### Excerpted passage

Monday, May 10, 2004

A flippant comment of the day 

Richard Overy, professor of modern history at King's College, just can't help himself in his opinion piece on the Iraqi prisoner abuse:

"Flicking through a Sunday magazine a few years ago I was struck by a colour photograph of heavily armed German soldiers on the eastern front in Russia burning a village to the ground. With the heavy helmets, camouflaged combat jackets, submachine guns thrown over shoulders, the image seemed standard fare. It was only when I looked at the caption that my illusions dissolved. It was a picture of US troops in Vietnam punishing Vietcong guerrillas.

"It was an easy mistake to make."
No, it wasn't. Overy is one of the more distinguished historians of the Second World War. If he has to look at the caption because otherwise he can't tell apart Wehrmacht from US Army and a Russian village from a Vietnamese village, then I'm seriously worried about Overy's credibility as a serious historian.

Dataset entries:
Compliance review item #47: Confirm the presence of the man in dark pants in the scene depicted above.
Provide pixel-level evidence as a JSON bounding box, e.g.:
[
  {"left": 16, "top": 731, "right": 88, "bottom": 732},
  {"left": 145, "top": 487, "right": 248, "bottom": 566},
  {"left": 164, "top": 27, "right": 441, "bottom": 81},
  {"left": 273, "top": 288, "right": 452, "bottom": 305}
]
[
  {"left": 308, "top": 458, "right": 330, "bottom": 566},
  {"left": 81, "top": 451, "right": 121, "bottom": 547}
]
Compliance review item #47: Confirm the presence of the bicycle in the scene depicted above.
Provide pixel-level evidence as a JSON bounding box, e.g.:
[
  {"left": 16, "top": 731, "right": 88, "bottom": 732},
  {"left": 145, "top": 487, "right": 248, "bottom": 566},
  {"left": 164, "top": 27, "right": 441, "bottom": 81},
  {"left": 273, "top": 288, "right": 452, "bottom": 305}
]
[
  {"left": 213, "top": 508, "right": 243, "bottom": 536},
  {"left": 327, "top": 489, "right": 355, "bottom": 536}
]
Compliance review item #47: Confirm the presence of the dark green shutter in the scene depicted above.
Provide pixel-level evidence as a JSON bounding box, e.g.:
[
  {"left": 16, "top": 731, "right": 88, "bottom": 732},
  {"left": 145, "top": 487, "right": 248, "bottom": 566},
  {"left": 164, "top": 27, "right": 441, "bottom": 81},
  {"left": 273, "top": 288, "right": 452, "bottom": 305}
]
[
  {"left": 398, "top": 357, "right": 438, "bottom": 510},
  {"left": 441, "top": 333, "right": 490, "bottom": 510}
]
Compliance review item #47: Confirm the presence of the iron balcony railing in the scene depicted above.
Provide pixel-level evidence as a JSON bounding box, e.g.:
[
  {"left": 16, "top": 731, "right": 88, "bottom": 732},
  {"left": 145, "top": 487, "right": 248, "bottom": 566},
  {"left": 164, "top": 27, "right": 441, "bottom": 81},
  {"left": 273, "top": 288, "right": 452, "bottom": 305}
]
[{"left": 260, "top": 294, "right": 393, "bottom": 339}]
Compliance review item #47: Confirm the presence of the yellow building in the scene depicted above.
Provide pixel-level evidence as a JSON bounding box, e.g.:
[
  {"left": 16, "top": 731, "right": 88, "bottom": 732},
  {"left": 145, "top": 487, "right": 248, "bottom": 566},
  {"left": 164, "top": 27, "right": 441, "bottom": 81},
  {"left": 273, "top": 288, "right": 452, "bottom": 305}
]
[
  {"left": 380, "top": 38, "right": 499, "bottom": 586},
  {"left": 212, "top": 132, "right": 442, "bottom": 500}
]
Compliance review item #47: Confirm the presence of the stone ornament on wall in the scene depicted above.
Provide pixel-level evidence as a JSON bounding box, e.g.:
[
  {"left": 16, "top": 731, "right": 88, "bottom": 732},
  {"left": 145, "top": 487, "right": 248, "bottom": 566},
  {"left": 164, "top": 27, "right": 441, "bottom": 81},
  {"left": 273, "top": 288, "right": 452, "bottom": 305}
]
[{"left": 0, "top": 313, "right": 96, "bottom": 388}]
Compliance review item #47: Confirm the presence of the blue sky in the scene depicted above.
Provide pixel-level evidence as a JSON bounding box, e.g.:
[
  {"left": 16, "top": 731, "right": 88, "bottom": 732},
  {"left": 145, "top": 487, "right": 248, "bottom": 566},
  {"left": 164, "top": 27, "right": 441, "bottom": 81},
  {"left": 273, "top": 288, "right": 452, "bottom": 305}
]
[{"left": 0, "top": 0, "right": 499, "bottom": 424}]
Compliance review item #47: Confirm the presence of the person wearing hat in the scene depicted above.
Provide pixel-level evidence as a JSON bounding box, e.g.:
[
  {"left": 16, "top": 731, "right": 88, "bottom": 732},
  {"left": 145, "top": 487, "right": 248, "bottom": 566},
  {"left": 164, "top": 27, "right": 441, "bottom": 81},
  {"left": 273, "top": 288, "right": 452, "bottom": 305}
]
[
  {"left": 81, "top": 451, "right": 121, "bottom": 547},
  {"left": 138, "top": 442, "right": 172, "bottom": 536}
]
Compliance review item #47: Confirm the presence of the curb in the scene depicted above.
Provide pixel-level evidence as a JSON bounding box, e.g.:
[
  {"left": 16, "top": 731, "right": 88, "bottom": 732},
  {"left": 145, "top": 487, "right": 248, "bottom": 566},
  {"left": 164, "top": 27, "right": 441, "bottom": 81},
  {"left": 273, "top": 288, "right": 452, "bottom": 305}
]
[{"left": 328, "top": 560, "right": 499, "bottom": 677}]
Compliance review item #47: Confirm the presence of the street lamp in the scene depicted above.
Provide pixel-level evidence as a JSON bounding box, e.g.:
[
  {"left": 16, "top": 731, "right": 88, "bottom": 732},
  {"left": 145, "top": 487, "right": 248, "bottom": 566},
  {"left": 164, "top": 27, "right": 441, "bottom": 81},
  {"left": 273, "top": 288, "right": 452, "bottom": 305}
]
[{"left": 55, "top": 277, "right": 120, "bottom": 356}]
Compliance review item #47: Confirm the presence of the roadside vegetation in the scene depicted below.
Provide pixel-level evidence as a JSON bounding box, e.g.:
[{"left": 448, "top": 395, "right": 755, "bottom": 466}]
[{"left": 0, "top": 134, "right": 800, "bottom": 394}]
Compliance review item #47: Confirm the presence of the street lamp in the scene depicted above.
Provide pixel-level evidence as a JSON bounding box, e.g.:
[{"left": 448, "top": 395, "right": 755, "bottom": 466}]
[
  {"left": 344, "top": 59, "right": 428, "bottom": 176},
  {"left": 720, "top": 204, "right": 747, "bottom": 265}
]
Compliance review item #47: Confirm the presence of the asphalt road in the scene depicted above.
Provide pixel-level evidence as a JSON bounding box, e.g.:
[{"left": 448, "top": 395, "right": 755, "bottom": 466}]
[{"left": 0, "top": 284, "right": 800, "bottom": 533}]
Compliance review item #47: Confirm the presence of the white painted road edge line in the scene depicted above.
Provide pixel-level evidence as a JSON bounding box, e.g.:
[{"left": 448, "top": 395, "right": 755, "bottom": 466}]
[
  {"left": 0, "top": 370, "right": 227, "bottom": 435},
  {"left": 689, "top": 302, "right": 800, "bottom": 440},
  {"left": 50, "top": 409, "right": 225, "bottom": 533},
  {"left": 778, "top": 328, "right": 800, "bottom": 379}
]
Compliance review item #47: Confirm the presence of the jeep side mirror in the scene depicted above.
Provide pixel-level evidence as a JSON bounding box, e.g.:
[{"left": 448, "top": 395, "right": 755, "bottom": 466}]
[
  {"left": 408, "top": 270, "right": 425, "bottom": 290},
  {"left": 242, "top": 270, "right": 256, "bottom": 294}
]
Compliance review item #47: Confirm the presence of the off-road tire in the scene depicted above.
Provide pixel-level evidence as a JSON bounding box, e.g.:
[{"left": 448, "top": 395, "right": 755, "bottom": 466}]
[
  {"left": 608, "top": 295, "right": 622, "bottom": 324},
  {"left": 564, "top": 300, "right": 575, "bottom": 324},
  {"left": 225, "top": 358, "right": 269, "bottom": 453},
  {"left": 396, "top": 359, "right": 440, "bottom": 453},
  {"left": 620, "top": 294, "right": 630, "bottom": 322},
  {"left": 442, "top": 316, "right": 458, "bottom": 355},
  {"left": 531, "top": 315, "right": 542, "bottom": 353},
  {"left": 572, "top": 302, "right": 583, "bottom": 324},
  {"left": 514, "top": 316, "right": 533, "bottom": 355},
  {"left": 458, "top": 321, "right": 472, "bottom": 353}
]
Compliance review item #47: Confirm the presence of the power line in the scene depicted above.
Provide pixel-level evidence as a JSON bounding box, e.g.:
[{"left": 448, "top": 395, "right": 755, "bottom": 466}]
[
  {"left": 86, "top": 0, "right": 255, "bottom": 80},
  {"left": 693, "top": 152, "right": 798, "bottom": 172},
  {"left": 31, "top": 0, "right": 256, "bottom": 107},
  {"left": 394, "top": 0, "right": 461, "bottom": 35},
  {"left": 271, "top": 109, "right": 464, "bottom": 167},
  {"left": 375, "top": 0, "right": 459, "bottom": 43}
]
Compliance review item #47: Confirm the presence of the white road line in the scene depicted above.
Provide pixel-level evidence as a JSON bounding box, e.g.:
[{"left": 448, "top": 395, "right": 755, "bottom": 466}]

### Questions
**a.** In the blog post, where is Richard Overy a professor of modern history?
**b.** List the pieces of gear the blog post says the soldiers in the photograph had.
**c.** From the blog post, reproduce everything from "A flippant comment" down to "punishing Vietcong guerrillas.".
The dataset entries are separate material and have no connection to the blog post.

### Responses per task
**a.** King's College

**b.** Heavy helmets, camouflaged combat jackets, submachine guns

**c.**
A flippant comment of the day 

Richard Overy, professor of modern history at King's College, just can't help himself in his opinion piece on the Iraqi prisoner abuse:

"Flicking through a Sunday magazine a few years ago I was struck by a colour photograph of heavily armed German soldiers on the eastern front in Russia burning a village to the ground. With the heavy helmets, camouflaged combat jackets, submachine guns thrown over shoulders, the image seemed standard fare. It was only when I looked at the caption that my illusions dissolved. It was a picture of US troops in Vietnam punishing Vietcong guerrillas.